Written request: In the material below, rename each occurrence of "SAMPLE" to "REFERENCE" and reproduce every other character unchanged.

****

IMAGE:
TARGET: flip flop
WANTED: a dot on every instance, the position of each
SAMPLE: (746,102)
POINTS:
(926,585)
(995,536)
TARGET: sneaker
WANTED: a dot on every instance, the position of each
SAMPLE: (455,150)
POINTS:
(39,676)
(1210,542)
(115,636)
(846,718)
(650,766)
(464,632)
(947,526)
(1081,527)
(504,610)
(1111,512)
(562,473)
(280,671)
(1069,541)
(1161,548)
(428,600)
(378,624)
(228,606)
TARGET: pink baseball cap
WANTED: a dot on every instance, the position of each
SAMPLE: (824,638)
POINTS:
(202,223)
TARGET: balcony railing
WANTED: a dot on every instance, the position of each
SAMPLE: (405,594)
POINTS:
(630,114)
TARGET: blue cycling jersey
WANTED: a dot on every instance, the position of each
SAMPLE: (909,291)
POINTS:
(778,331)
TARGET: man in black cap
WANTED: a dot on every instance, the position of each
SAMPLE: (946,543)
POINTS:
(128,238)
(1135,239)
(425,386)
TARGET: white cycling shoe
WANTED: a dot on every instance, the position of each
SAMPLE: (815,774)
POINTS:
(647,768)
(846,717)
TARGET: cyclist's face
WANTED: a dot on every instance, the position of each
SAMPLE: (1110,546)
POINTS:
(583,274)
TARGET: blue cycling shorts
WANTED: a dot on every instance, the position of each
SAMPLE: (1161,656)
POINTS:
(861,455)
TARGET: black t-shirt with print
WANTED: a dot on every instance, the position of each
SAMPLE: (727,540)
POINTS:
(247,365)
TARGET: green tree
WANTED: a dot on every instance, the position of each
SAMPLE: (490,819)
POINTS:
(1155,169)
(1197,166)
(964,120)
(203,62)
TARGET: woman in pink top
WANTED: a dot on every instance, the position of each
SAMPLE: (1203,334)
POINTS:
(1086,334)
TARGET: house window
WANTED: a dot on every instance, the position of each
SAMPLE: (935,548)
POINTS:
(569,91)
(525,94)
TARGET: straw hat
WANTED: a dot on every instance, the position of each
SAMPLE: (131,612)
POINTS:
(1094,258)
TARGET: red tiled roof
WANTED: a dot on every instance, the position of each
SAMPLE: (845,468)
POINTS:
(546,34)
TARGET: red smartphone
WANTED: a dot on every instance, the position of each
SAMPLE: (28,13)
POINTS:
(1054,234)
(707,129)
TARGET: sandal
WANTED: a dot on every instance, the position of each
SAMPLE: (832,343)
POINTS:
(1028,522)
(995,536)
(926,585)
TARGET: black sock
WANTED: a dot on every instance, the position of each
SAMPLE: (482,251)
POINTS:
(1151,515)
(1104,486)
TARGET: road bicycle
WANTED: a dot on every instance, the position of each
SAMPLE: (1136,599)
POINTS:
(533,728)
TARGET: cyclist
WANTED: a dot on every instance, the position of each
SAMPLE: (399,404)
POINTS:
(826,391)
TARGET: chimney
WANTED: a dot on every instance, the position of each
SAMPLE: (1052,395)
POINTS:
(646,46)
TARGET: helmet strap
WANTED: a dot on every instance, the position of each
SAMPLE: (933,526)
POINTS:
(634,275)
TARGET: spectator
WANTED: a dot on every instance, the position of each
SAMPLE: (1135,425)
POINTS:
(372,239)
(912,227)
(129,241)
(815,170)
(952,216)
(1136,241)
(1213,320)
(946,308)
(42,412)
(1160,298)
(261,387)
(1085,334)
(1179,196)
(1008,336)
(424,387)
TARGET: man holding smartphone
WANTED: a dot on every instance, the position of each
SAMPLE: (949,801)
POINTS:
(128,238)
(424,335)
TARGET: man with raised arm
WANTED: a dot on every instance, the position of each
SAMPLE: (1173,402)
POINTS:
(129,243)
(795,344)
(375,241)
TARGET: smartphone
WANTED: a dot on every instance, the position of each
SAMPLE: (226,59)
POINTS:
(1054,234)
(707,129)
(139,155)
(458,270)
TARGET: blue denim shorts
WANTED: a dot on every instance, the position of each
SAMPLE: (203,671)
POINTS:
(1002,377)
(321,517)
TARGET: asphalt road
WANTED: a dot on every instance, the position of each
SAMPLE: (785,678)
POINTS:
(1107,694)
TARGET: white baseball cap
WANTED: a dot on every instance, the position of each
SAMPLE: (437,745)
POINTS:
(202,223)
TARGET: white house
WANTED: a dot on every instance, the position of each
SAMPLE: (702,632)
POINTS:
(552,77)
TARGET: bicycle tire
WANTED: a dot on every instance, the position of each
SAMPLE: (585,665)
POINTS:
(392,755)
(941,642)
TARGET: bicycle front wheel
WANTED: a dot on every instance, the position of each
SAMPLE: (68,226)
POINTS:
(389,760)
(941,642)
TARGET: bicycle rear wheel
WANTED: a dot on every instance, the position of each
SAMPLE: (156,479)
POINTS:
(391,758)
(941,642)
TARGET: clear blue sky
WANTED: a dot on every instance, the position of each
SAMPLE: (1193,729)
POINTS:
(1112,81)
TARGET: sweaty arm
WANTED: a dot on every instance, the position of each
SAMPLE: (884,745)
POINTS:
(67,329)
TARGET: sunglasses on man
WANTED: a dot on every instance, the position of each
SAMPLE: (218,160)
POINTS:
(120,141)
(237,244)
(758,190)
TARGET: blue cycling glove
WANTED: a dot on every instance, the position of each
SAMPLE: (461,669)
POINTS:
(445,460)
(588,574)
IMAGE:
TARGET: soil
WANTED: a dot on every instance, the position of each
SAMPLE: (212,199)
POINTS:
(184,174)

****

Task response:
IMAGE:
TARGET: flip flop
WANTED: a dot on every instance, the position of each
REFERENCE: (746,102)
POINTS:
(926,585)
(995,536)
TARGET: sneaker
WANTED: a dot on every instance, the position of each
REFERENCE: (455,150)
POINTS:
(39,676)
(1210,542)
(115,636)
(846,718)
(650,766)
(464,632)
(947,526)
(1081,527)
(504,610)
(1111,512)
(562,473)
(280,671)
(1069,541)
(1161,548)
(428,600)
(378,624)
(228,606)
TARGET: pink baseball cap
WANTED: a dot on every instance, the position of each
REFERENCE: (824,638)
POINTS:
(202,223)
TARGET: balcony railing
WANTED: a dot on every instance, the position of each
REFERENCE: (405,594)
POINTS:
(630,114)
TARGET: blue cycling jersey
WANTED: a dot on every instance, the position of each
REFERENCE: (909,291)
POINTS:
(778,331)
TARGET: man in black cap
WANTED: a dot on every instance, the position of each
REFERENCE: (946,543)
POINTS:
(128,238)
(1135,239)
(425,386)
TARGET: white cycling shoe
WANTED: a dot on every instance, the position of each
REFERENCE: (815,774)
POINTS:
(647,768)
(846,717)
TARGET: cyclist's face
WANTED: a dot on every instance, the position of each
REFERENCE: (1110,546)
POINTS:
(583,274)
TARGET: blue cycling shorts
WANTED: a dot on every instance, the position of each
REFERENCE: (1161,656)
POINTS:
(861,455)
TARGET: black t-shirt with print
WANTED: a dot on every instance, the position of each
REFERENCE: (727,540)
POINTS:
(247,365)
TARGET: green tree
WANTED: a dot on every instance, the position of each
REFERENCE: (490,819)
POINTS:
(1155,169)
(1197,166)
(964,120)
(203,62)
TARGET: woman in pink top
WANTED: a dot on every instance, the position of each
REFERENCE: (1203,334)
POINTS:
(1086,334)
TARGET: house window
WANTED: a dot on every instance, the position of each
REFERENCE: (935,548)
POINTS:
(569,91)
(525,94)
TARGET: straw hat
WANTED: a dot on every instance, the position of each
REFERENCE: (131,612)
POINTS:
(1094,258)
TARGET: red tiled roof
WANTED: a dot on every instance, the position of each
REFERENCE: (845,468)
POINTS:
(546,34)
TARGET: red smartphone
WANTED: a dot on every instance, the position of each
REFERENCE: (28,13)
POINTS:
(1054,234)
(707,129)
TARGET: sandal
WANTED: a dot on every instance, the position of each
REFERENCE: (832,343)
POINTS:
(1028,522)
(995,536)
(926,585)
TARGET: black sock
WANTED: a dot on every instance, the position of each
REFERENCE: (482,251)
POINTS:
(1151,515)
(1104,486)
TARGET: road bicycle
WANTED: a dot on every instance, the position of each
REFERENCE: (1136,599)
POINTS:
(533,728)
TARGET: cyclist
WANTED: a dot on every instance, the position of each
REFERENCE: (399,404)
POINTS:
(826,391)
TARGET: chimney
WANTED: a dot on every instance, the position of each
REFERENCE: (1052,395)
POINTS:
(646,46)
TARGET: helmet strap
WANTED: a dot on every instance, the position of each
REFERENCE: (933,526)
POINTS:
(634,275)
TARGET: spectator
WANTED: a dot on every instance, the position of each
REFERENCE: (1135,425)
POINTS:
(372,239)
(912,227)
(129,241)
(815,170)
(952,216)
(1136,241)
(1213,320)
(946,308)
(42,412)
(1160,298)
(261,387)
(1085,334)
(1179,196)
(1008,336)
(424,387)
TARGET: man holding smartphone
WANTED: a dot on every instance, the position of each
REFERENCE: (949,801)
POINTS:
(128,238)
(424,335)
TARGET: man with raised arm
WANTED: a dot on every instance, the position of each
REFERENCE: (1173,402)
POINTS:
(129,243)
(795,344)
(375,241)
TARGET: smartphone
WANTED: a dot on every instance, the position of each
REFERENCE: (226,59)
POINTS:
(1054,234)
(707,129)
(139,155)
(458,270)
TARGET: blue denim shorts
WANTED: a dot on every instance, the position of each
REFERENCE: (203,671)
POINTS:
(1002,377)
(321,517)
TARGET: asphalt road
WANTED: a dot on every instance, the position of each
REFERENCE: (785,678)
POINTS:
(1107,694)
TARGET: white baseball cap
WANTED: a dot on every instance, the position of each
REFERENCE: (437,745)
POINTS:
(202,223)
TARGET: white house
WANTED: a dot on every instance, the position of each
REFERENCE: (702,632)
POINTS:
(552,77)
TARGET: bicycle tire
WANTED: a dot on every instance, the position of each
REFERENCE: (585,665)
POINTS:
(392,755)
(941,642)
TARGET: bicycle front wheel
WANTED: a dot on every instance, the position of each
REFERENCE: (68,226)
POINTS:
(389,760)
(941,642)
TARGET: bicycle rear wheel
WANTED: a dot on every instance, the position of each
REFERENCE: (156,479)
POINTS:
(391,758)
(941,642)
TARGET: clear blue sky
WANTED: a dot on every instance, the position of each
REFERENCE: (1193,729)
POINTS:
(1112,81)
TARGET: sweaty arm
WANTED: a dot on every instance, the position of each
REFERENCE: (884,745)
POINTS:
(67,329)
TARGET: sunglasses on man
WANTED: a dot on every instance, the position of each
REFERENCE: (218,160)
POINTS:
(120,141)
(237,244)
(758,190)
TARGET: blue cycling glove
WANTED: a dot on every instance, the position of each
REFERENCE: (461,669)
POINTS:
(445,460)
(588,574)
IMAGE:
TARGET: soil
WANTED: a dot on every instance, the position of each
REFERENCE: (212,199)
POINTS:
(184,174)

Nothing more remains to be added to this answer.